Records for this exercise
============================================================
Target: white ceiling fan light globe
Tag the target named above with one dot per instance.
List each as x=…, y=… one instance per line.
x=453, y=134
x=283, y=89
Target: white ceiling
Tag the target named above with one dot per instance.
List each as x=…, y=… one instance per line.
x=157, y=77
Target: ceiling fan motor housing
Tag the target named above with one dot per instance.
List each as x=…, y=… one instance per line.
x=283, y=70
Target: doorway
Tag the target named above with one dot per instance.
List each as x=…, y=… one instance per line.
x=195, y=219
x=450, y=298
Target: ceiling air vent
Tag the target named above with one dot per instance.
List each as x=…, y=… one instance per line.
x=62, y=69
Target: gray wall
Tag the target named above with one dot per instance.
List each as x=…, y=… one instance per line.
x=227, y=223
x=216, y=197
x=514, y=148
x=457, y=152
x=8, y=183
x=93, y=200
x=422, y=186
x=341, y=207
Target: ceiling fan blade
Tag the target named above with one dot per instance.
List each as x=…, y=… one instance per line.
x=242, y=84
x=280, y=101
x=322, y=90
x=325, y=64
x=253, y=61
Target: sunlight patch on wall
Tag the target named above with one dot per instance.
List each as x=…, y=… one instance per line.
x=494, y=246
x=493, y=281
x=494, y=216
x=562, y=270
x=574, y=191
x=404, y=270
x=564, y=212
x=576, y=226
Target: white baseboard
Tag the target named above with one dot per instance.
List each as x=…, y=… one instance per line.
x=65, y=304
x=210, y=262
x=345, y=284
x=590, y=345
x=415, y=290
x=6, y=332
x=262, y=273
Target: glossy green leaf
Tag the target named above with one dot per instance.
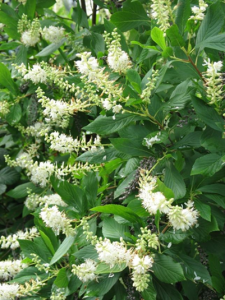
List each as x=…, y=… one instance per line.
x=174, y=181
x=167, y=270
x=106, y=125
x=51, y=48
x=21, y=190
x=131, y=16
x=61, y=279
x=63, y=249
x=9, y=176
x=174, y=36
x=6, y=80
x=208, y=165
x=119, y=210
x=104, y=268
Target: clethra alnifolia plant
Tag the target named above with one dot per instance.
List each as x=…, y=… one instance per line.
x=112, y=150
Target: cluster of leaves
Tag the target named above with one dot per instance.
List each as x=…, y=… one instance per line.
x=188, y=156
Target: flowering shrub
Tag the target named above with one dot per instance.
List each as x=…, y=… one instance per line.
x=112, y=150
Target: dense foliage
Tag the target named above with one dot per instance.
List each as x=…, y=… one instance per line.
x=112, y=150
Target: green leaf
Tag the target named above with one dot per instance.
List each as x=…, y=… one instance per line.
x=175, y=37
x=47, y=242
x=122, y=187
x=161, y=187
x=71, y=194
x=191, y=140
x=216, y=42
x=9, y=46
x=208, y=164
x=28, y=273
x=6, y=80
x=20, y=191
x=132, y=16
x=167, y=270
x=63, y=249
x=131, y=147
x=45, y=3
x=210, y=26
x=204, y=210
x=90, y=187
x=158, y=138
x=106, y=125
x=113, y=230
x=149, y=293
x=30, y=8
x=87, y=252
x=37, y=247
x=119, y=210
x=158, y=37
x=208, y=115
x=9, y=176
x=51, y=48
x=202, y=232
x=193, y=268
x=97, y=42
x=166, y=291
x=104, y=268
x=134, y=79
x=21, y=56
x=174, y=181
x=3, y=188
x=14, y=115
x=217, y=188
x=218, y=199
x=176, y=237
x=182, y=14
x=61, y=279
x=100, y=288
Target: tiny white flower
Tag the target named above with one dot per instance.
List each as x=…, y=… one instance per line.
x=53, y=34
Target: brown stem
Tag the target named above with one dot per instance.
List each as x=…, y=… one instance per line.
x=94, y=14
x=194, y=65
x=165, y=229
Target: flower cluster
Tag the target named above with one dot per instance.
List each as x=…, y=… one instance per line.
x=115, y=253
x=53, y=34
x=36, y=74
x=85, y=271
x=56, y=220
x=4, y=108
x=58, y=295
x=161, y=11
x=118, y=60
x=11, y=241
x=30, y=31
x=198, y=11
x=66, y=144
x=140, y=275
x=9, y=291
x=183, y=218
x=150, y=141
x=92, y=73
x=34, y=200
x=146, y=240
x=56, y=112
x=150, y=86
x=37, y=130
x=152, y=201
x=214, y=83
x=179, y=217
x=9, y=268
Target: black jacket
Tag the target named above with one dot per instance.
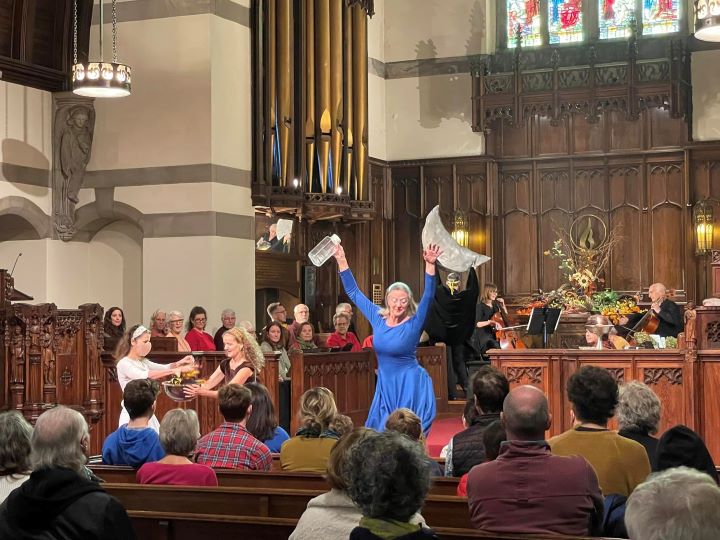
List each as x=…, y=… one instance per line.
x=58, y=504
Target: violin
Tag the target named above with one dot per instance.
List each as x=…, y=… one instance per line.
x=508, y=339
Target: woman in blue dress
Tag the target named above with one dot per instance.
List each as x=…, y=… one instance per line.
x=401, y=381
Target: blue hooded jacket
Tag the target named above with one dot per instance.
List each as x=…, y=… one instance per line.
x=132, y=447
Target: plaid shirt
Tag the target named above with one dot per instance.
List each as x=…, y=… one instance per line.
x=231, y=446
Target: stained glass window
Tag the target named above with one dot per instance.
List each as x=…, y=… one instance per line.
x=565, y=21
x=660, y=16
x=526, y=15
x=616, y=17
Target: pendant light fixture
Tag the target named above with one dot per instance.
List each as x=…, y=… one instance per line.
x=99, y=78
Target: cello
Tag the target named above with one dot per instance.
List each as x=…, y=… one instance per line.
x=508, y=339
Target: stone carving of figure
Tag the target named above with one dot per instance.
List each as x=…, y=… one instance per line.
x=48, y=355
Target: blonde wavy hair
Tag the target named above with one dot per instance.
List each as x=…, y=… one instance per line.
x=251, y=349
x=317, y=409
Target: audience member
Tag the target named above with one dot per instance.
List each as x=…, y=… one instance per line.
x=407, y=423
x=620, y=464
x=527, y=489
x=681, y=446
x=341, y=338
x=493, y=436
x=244, y=361
x=273, y=341
x=197, y=337
x=466, y=449
x=677, y=504
x=388, y=479
x=231, y=446
x=179, y=434
x=15, y=434
x=175, y=320
x=113, y=328
x=135, y=443
x=263, y=423
x=58, y=501
x=639, y=415
x=333, y=514
x=158, y=324
x=310, y=448
x=228, y=318
x=306, y=337
x=132, y=364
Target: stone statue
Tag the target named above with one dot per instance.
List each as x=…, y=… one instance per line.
x=72, y=144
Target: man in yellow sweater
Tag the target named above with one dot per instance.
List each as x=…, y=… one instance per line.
x=620, y=463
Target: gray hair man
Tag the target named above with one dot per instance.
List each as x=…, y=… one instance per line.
x=228, y=319
x=679, y=503
x=59, y=500
x=565, y=491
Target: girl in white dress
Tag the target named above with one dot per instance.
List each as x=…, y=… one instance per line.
x=133, y=365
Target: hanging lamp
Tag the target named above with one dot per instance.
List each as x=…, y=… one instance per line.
x=99, y=78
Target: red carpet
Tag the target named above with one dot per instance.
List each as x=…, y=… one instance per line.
x=440, y=434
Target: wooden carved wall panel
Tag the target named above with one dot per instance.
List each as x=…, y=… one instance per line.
x=625, y=191
x=519, y=233
x=667, y=216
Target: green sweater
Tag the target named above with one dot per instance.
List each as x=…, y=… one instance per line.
x=620, y=464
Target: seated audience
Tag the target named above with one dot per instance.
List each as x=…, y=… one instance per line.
x=677, y=504
x=306, y=337
x=197, y=337
x=175, y=320
x=493, y=436
x=527, y=489
x=334, y=514
x=158, y=324
x=263, y=423
x=407, y=423
x=466, y=449
x=231, y=446
x=309, y=449
x=388, y=479
x=639, y=415
x=136, y=442
x=341, y=338
x=58, y=501
x=620, y=464
x=15, y=434
x=681, y=446
x=228, y=318
x=179, y=433
x=272, y=341
x=244, y=361
x=113, y=328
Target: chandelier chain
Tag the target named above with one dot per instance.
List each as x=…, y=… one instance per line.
x=114, y=16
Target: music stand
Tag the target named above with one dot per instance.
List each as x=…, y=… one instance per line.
x=543, y=321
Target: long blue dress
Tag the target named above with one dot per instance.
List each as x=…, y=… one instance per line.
x=402, y=382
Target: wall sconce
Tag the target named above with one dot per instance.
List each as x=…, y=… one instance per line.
x=707, y=20
x=461, y=232
x=704, y=227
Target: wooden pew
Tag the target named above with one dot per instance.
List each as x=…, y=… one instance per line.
x=261, y=479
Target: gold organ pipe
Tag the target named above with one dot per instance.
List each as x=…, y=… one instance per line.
x=322, y=64
x=360, y=97
x=336, y=87
x=309, y=91
x=285, y=86
x=271, y=86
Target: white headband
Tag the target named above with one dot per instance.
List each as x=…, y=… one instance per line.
x=139, y=331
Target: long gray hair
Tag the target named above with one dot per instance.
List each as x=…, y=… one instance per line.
x=399, y=286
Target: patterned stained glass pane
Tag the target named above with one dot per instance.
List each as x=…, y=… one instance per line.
x=660, y=16
x=565, y=20
x=526, y=15
x=616, y=17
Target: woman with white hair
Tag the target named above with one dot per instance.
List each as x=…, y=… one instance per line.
x=401, y=382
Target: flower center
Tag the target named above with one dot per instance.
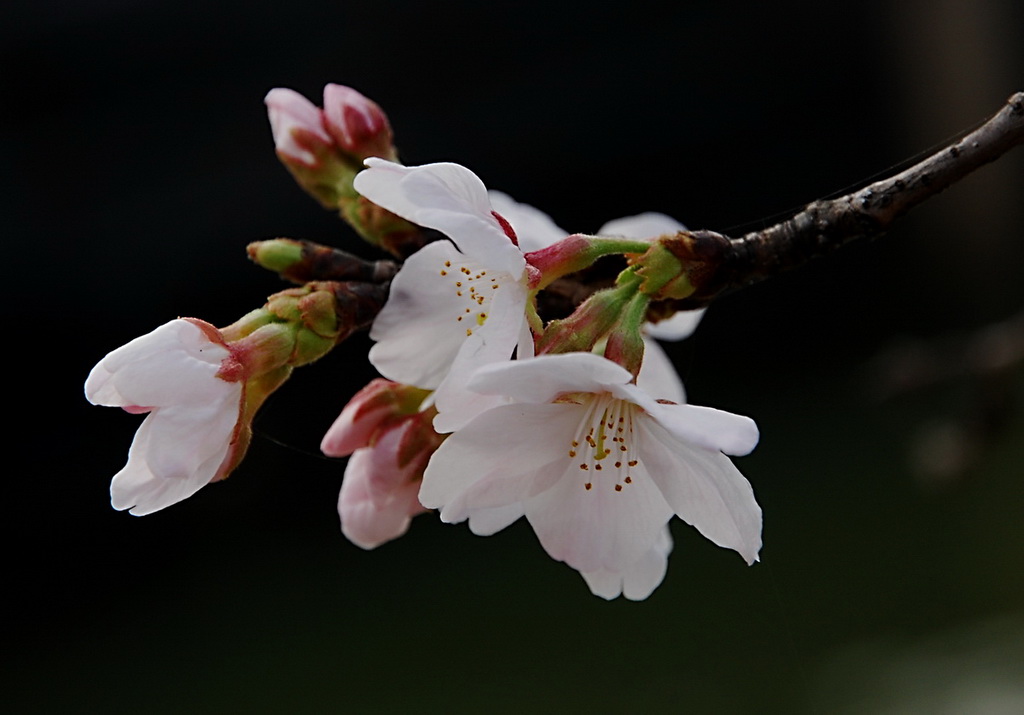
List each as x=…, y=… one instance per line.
x=602, y=446
x=473, y=286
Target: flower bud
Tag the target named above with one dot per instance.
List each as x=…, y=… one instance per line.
============================================================
Directions
Every line above that holds the word "jacket" should be copied out.

Solution to the exercise
Target: black jacket
Target: blue hooded jacket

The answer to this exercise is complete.